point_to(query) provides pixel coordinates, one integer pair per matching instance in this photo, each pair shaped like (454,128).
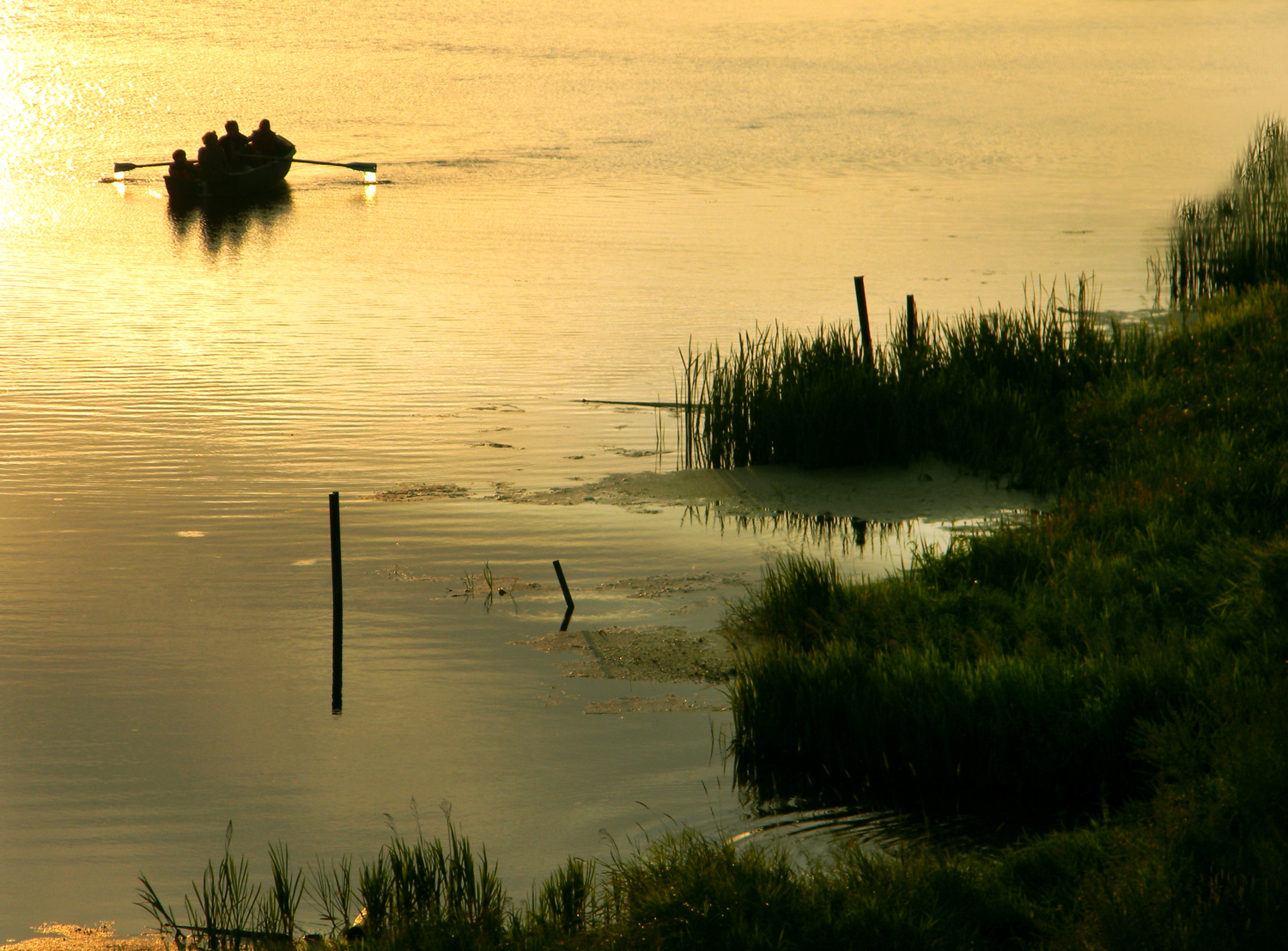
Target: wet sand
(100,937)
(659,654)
************
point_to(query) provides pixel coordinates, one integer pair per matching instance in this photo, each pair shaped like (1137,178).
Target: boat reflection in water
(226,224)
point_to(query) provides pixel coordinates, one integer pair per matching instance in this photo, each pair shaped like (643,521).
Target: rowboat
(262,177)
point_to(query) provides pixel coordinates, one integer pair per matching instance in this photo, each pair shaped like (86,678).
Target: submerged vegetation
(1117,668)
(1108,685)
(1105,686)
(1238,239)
************
Find each line in the records above that contains the word "pair" and copy those lines out in full.

point_to(query) provides pixel coordinates, one integer pair per matching instance in this photo, each pair shaped like (454,128).
point_to(query) provides pixel coordinates, one integer pair per matching instance in this photo, each pair shaped like (1137,178).
point_to(query) provides pixel coordinates, one integer pair per matching instance in this photo, each pair shaped like (643,521).
point_to(query) provides pixel coordinates, one integer pair per matching instance in this photo, each pair shaped like (86,678).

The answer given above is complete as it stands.